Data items
================
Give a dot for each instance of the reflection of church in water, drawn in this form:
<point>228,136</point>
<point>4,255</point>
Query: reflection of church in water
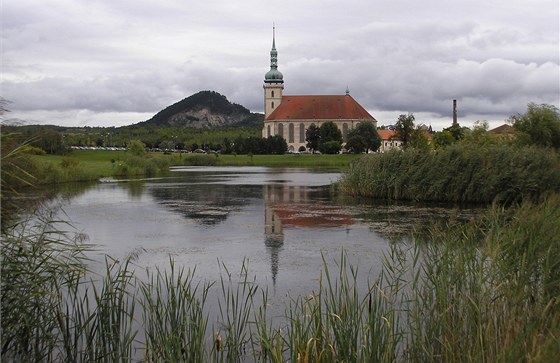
<point>295,207</point>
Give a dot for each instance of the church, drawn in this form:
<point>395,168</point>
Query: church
<point>291,116</point>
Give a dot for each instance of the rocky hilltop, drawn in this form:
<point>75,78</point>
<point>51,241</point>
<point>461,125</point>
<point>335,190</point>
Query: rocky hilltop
<point>205,109</point>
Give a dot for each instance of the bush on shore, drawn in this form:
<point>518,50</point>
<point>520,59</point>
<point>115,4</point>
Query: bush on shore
<point>459,173</point>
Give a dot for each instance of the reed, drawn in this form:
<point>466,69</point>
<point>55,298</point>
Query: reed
<point>461,173</point>
<point>174,321</point>
<point>485,291</point>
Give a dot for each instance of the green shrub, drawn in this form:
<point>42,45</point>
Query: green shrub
<point>459,173</point>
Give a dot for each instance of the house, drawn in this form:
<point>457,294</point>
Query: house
<point>291,116</point>
<point>504,131</point>
<point>389,140</point>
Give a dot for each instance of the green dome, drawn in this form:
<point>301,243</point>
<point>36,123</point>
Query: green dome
<point>274,75</point>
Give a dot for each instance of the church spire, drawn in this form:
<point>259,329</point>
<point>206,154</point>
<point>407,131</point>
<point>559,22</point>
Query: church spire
<point>273,75</point>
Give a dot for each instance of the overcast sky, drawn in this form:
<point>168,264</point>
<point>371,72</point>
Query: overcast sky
<point>118,62</point>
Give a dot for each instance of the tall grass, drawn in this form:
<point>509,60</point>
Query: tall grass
<point>461,173</point>
<point>485,291</point>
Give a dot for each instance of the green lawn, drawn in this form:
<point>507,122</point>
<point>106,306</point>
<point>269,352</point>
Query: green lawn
<point>94,164</point>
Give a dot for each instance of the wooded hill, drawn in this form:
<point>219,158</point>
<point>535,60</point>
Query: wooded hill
<point>204,109</point>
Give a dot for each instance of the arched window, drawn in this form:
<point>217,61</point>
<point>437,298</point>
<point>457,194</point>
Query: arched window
<point>291,132</point>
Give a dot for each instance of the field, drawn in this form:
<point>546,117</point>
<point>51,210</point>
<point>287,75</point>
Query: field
<point>94,164</point>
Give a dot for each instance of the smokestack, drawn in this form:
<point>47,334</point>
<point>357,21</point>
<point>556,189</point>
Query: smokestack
<point>454,112</point>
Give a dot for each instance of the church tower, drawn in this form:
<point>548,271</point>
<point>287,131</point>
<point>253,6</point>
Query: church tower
<point>273,81</point>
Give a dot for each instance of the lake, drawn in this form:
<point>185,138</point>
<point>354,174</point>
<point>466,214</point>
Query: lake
<point>280,222</point>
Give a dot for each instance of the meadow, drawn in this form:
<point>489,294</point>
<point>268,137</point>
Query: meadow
<point>486,290</point>
<point>84,165</point>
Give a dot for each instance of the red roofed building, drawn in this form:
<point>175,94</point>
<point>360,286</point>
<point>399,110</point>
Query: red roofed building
<point>389,140</point>
<point>291,116</point>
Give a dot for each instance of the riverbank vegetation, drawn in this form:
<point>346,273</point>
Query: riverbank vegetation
<point>488,290</point>
<point>458,173</point>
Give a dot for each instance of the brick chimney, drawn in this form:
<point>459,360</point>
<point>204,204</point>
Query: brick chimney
<point>454,112</point>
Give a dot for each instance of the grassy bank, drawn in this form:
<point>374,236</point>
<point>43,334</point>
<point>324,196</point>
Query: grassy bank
<point>86,165</point>
<point>487,291</point>
<point>461,173</point>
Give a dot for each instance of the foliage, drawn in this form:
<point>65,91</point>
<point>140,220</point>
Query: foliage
<point>404,128</point>
<point>312,137</point>
<point>539,126</point>
<point>213,101</point>
<point>51,141</point>
<point>459,173</point>
<point>260,146</point>
<point>486,290</point>
<point>442,139</point>
<point>457,131</point>
<point>330,138</point>
<point>330,147</point>
<point>137,148</point>
<point>419,139</point>
<point>363,137</point>
<point>17,172</point>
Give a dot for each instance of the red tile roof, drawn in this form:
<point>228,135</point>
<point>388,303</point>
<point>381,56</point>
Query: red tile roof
<point>387,134</point>
<point>503,129</point>
<point>319,108</point>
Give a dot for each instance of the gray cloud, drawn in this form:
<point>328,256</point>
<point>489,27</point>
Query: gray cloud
<point>110,61</point>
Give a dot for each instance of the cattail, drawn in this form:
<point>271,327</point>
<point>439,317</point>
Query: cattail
<point>218,341</point>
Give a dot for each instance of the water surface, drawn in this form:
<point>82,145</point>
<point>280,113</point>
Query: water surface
<point>280,222</point>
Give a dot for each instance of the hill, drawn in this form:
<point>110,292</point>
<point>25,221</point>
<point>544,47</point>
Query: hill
<point>204,109</point>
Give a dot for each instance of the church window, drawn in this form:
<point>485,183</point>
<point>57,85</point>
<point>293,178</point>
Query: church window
<point>291,132</point>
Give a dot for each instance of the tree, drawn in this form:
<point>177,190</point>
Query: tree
<point>276,145</point>
<point>419,139</point>
<point>443,139</point>
<point>404,129</point>
<point>137,147</point>
<point>51,141</point>
<point>312,137</point>
<point>329,134</point>
<point>457,131</point>
<point>363,137</point>
<point>540,125</point>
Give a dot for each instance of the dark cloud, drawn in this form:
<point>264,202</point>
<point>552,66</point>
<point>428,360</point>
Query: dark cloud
<point>110,61</point>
================
Problem to solve
Looking at the data above, return every line from the one with "Give a dot for each instance of the gray" down to the one with "<point>485,183</point>", exactly and inclusively.

Written response
Give a dot for each instance of the gray cloud, drawn in this form:
<point>328,256</point>
<point>489,27</point>
Query: gray cloud
<point>110,61</point>
Give a dot for each instance of the cattail, drawn in this form:
<point>271,327</point>
<point>439,317</point>
Query: cattail
<point>218,341</point>
Give a dot for each instance of the water surface, drawn in this form:
<point>82,145</point>
<point>280,113</point>
Query: water surface
<point>280,222</point>
Give a dot for each instance of the hill, drawn in this form:
<point>110,292</point>
<point>25,221</point>
<point>544,47</point>
Query: hill
<point>204,109</point>
Give a dot for each instance of the church window, drawn in this form:
<point>485,183</point>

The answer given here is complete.